Natural language region descriptions
· · ·

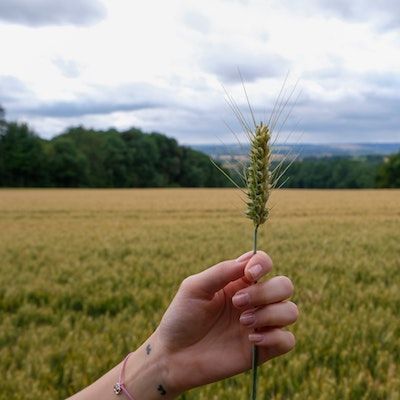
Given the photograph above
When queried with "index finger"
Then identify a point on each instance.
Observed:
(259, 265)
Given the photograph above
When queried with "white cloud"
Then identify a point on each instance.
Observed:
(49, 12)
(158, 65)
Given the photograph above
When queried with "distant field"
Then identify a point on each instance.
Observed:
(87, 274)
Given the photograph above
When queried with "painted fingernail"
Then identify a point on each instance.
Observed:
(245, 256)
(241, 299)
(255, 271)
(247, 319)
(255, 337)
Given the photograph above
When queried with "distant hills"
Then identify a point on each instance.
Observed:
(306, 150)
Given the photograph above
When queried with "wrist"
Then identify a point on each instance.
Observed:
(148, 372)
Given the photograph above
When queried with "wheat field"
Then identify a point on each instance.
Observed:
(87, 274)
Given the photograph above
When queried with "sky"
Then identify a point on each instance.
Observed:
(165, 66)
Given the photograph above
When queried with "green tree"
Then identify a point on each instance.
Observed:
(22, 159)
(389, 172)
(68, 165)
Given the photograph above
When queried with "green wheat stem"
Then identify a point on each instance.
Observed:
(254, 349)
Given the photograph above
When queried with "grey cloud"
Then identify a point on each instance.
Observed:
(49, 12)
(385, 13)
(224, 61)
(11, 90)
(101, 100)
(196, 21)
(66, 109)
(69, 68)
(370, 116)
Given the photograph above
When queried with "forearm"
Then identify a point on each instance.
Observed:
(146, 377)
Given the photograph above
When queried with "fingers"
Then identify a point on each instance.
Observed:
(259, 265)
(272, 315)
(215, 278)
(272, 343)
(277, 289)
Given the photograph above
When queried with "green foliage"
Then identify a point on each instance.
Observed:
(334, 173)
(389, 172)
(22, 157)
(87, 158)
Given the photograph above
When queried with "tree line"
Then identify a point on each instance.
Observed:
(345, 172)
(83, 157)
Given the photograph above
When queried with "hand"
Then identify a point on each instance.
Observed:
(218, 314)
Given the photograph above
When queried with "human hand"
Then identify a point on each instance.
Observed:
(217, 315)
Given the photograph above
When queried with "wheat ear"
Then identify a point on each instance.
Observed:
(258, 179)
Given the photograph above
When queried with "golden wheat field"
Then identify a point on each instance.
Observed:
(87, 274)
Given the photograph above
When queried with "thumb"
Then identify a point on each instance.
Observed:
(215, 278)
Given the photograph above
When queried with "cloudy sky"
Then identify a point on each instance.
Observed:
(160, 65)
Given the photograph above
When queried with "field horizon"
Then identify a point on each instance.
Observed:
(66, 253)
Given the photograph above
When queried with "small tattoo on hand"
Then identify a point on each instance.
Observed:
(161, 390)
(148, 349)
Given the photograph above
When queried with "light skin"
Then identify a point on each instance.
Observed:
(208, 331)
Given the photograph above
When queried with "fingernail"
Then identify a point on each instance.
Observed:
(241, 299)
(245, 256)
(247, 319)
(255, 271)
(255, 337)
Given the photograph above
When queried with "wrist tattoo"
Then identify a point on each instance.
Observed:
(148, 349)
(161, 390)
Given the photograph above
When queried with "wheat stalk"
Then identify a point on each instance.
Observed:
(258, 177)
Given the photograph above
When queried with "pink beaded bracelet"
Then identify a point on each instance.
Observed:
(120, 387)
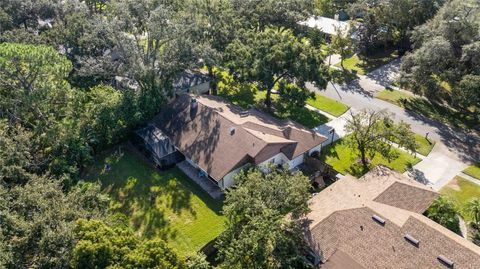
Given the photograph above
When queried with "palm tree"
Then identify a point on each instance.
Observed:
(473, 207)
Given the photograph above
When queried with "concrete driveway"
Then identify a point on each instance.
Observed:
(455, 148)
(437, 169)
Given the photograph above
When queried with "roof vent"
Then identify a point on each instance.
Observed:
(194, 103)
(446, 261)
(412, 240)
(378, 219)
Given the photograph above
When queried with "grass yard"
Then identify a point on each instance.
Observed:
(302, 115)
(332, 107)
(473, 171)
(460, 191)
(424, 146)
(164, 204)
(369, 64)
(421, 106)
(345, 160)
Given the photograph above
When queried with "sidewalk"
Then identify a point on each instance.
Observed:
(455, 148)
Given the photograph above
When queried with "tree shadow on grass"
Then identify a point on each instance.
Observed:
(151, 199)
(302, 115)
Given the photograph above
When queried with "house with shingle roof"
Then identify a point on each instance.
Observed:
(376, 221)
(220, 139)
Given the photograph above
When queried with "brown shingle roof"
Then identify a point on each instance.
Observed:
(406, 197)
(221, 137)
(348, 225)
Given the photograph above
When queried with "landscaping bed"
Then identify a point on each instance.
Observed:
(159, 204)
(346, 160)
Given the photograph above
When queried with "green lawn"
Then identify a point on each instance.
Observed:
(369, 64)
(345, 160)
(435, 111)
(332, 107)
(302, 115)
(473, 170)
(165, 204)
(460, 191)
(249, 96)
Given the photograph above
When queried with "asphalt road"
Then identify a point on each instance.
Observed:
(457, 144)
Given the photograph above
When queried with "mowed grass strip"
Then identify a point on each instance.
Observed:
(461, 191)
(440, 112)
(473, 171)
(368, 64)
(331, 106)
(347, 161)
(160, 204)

· · ·

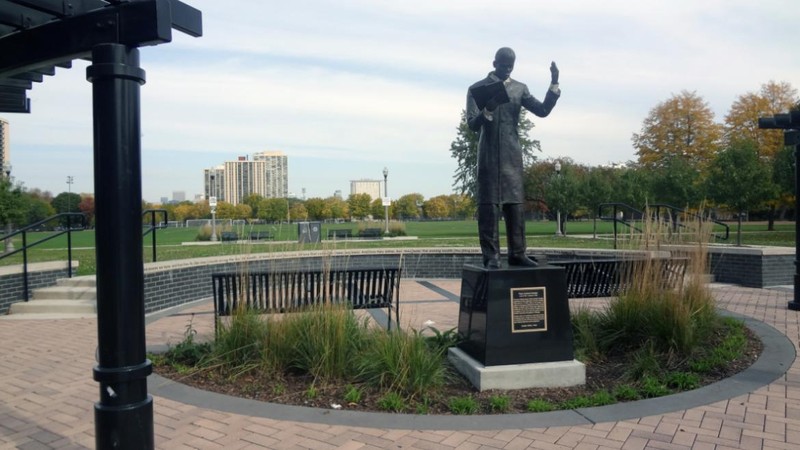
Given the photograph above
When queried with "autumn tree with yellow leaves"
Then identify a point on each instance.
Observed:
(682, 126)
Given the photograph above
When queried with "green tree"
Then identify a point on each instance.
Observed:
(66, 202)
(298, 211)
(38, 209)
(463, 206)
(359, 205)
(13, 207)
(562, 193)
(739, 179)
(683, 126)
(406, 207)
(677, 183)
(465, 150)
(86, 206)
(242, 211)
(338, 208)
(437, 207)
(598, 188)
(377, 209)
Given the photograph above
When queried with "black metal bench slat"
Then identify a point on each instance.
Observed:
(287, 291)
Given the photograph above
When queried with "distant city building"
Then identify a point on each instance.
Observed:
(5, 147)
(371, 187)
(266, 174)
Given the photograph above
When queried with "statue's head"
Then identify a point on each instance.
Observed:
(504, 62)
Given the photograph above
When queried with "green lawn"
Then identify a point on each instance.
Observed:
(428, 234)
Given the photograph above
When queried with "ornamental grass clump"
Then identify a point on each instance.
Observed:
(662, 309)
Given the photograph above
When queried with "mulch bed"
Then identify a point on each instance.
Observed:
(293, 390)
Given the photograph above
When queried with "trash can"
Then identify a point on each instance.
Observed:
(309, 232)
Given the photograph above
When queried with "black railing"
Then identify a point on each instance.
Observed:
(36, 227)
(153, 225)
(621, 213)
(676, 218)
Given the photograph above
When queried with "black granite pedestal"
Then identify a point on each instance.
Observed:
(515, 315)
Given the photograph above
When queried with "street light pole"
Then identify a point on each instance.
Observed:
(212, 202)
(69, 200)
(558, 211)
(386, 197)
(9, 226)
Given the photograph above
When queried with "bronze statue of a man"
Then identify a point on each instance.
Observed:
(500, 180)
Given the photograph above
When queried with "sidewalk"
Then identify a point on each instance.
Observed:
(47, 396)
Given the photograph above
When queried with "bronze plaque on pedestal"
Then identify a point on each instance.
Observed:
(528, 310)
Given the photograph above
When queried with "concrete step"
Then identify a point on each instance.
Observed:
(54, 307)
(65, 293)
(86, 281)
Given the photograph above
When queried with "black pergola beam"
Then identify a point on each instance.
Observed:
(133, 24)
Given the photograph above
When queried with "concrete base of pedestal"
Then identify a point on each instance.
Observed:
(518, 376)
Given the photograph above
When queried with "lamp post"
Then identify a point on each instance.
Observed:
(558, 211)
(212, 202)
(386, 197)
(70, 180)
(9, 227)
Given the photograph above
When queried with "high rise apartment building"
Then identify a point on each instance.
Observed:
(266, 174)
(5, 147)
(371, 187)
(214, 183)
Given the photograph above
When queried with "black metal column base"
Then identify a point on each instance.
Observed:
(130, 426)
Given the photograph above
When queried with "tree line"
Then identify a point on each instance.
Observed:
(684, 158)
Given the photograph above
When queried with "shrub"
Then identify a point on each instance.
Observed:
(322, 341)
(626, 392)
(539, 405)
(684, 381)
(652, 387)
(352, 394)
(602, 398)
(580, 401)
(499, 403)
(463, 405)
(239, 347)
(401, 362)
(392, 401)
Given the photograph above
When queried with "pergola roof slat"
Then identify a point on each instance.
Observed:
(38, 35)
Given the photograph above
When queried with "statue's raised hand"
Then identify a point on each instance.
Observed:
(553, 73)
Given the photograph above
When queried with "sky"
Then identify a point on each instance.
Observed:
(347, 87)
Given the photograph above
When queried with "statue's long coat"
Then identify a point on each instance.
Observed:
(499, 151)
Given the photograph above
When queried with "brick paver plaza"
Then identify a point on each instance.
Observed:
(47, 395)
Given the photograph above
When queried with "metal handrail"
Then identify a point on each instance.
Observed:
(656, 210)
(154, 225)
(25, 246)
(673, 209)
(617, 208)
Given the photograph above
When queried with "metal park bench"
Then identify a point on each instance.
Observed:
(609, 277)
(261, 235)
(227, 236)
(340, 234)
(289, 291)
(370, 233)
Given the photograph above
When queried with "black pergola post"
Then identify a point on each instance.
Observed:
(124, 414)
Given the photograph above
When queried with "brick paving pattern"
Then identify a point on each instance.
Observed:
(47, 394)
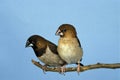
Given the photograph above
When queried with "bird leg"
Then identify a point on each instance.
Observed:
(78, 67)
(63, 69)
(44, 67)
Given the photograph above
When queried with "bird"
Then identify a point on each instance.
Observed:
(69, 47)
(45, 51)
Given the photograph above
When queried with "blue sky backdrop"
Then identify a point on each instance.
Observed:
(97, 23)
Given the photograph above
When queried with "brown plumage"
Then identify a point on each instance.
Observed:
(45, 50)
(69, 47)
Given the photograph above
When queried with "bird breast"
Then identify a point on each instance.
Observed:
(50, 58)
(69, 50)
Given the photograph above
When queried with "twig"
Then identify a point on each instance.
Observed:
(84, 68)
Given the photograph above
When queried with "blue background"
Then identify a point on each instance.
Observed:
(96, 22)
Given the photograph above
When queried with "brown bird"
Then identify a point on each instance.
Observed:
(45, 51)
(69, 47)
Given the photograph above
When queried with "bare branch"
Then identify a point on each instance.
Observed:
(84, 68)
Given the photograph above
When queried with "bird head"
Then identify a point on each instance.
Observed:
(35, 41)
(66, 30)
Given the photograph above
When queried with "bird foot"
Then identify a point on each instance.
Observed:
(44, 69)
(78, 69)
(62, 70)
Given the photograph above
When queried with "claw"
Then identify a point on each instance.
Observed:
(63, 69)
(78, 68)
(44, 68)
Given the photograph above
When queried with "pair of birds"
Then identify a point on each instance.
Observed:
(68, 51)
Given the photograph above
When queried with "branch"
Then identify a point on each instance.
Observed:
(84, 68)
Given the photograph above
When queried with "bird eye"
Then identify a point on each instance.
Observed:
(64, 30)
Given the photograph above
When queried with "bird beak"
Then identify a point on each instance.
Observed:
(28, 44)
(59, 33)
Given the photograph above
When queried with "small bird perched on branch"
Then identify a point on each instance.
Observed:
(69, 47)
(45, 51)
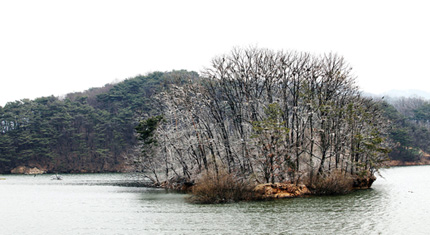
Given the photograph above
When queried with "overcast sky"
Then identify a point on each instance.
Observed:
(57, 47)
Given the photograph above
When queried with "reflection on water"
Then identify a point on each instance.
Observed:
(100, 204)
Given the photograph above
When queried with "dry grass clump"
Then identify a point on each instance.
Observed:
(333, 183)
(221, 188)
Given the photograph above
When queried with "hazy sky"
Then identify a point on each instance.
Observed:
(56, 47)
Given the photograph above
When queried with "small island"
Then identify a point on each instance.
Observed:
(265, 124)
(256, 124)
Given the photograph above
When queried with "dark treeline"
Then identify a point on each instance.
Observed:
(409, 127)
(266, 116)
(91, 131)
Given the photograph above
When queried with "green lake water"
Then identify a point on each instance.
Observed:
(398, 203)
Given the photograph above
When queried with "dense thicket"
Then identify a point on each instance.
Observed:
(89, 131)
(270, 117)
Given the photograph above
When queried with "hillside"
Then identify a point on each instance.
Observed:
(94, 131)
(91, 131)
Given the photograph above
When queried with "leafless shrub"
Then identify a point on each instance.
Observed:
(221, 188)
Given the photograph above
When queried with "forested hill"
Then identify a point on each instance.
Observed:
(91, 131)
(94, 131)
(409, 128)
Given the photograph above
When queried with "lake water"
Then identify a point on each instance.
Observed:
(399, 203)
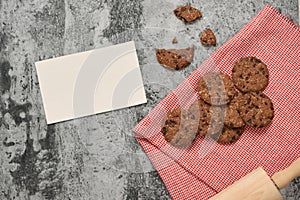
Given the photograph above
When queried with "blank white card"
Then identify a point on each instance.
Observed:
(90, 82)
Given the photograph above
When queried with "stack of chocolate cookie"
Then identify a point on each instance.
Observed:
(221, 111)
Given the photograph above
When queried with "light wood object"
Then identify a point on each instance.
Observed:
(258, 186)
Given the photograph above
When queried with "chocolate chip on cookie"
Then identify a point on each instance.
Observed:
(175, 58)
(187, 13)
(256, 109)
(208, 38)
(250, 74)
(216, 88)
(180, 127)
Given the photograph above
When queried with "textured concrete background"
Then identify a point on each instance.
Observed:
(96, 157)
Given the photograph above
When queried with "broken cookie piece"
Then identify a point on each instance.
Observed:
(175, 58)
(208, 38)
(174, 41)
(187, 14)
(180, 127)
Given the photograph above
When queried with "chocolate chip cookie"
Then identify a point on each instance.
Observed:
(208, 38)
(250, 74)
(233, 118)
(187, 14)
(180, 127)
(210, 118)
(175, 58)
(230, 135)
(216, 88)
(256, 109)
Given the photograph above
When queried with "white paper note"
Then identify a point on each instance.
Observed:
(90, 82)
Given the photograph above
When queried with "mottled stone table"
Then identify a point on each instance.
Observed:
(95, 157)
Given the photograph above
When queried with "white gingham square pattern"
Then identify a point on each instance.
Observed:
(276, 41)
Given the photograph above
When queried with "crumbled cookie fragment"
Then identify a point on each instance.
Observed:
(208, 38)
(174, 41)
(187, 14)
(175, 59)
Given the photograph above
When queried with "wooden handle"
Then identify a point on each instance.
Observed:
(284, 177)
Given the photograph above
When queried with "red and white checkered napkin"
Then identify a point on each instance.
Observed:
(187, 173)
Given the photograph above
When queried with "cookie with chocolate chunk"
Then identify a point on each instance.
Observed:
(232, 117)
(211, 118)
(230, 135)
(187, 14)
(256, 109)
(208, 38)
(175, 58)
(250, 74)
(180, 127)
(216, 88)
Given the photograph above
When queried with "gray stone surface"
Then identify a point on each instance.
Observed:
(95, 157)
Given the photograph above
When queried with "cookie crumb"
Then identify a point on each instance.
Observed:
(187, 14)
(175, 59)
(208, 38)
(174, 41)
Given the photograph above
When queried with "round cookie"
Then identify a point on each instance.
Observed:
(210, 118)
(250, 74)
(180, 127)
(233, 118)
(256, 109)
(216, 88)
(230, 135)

· · ·

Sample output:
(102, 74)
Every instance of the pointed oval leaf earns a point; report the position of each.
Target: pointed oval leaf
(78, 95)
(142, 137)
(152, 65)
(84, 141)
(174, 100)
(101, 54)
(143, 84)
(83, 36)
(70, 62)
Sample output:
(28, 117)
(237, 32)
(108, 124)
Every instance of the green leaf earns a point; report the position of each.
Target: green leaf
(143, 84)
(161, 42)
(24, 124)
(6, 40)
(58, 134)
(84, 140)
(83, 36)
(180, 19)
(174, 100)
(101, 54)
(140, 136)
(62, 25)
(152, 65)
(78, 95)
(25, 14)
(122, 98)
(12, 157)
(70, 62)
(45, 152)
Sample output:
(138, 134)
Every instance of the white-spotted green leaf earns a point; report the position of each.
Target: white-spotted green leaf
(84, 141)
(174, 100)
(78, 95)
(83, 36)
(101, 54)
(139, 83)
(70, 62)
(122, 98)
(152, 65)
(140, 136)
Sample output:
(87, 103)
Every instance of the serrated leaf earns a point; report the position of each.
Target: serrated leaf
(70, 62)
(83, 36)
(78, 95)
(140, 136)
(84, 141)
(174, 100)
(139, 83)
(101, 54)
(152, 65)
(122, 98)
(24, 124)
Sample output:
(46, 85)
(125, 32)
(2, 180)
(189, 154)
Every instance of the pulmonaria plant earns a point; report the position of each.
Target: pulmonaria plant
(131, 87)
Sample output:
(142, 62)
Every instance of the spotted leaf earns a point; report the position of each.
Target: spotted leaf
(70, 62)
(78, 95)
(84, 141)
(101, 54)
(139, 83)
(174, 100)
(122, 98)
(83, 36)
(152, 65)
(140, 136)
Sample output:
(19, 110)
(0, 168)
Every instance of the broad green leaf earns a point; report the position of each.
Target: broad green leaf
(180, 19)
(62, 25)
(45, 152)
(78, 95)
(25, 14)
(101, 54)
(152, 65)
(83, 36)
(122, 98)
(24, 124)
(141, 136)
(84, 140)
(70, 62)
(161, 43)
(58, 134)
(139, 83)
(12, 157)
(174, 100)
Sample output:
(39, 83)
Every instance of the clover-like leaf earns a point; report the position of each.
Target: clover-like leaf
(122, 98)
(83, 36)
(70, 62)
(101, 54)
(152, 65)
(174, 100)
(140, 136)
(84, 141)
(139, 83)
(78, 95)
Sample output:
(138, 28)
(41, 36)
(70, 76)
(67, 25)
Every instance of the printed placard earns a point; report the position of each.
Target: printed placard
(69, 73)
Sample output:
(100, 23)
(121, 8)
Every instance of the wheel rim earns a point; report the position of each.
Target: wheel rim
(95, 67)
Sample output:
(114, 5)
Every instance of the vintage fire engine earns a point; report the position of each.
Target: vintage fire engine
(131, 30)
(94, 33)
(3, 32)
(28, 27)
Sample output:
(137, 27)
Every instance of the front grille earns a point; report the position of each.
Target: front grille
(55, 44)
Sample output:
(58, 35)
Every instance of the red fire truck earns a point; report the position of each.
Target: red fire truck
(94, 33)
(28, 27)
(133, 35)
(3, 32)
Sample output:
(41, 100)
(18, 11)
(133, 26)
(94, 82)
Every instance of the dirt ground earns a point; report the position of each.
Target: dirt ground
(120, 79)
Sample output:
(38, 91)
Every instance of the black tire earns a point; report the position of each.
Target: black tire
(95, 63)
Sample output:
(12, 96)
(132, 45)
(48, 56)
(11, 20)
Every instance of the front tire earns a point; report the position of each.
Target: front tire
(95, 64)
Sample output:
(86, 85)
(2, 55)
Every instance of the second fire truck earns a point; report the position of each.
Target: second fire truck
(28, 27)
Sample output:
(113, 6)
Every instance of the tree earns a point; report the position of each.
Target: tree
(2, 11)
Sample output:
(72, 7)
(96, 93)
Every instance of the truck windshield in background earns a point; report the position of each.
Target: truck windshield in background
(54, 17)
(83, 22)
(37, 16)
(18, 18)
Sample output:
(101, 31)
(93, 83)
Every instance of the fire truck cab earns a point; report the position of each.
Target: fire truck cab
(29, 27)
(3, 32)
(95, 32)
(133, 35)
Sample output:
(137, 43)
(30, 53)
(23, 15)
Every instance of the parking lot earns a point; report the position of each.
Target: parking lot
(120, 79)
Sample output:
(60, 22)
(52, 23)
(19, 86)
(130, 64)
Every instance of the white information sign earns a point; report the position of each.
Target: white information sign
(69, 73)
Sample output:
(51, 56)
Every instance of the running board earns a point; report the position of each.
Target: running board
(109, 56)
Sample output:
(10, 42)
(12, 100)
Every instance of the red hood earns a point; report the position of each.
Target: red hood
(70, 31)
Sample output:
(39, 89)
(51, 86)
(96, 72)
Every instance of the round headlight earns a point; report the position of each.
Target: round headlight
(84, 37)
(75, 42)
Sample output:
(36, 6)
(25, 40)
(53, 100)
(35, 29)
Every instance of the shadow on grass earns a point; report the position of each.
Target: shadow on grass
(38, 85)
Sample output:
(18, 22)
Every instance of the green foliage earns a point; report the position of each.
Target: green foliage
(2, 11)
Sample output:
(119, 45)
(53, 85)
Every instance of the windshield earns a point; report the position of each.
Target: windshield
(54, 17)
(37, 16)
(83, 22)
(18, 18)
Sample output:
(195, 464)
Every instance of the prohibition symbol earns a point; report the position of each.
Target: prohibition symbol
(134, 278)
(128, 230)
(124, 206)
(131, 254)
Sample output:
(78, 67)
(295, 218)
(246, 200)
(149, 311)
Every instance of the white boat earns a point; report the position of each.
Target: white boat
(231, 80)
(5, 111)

· · ·

→ Work request: Search the records for the word "chocolate" and copy out every line that holds it.

→ Answer section:
When queried with "stack of chocolate cookie"
When queried with "chocolate chip on cookie"
When queried with "chocolate chip cookie"
When queried with "cookie with chocolate chunk"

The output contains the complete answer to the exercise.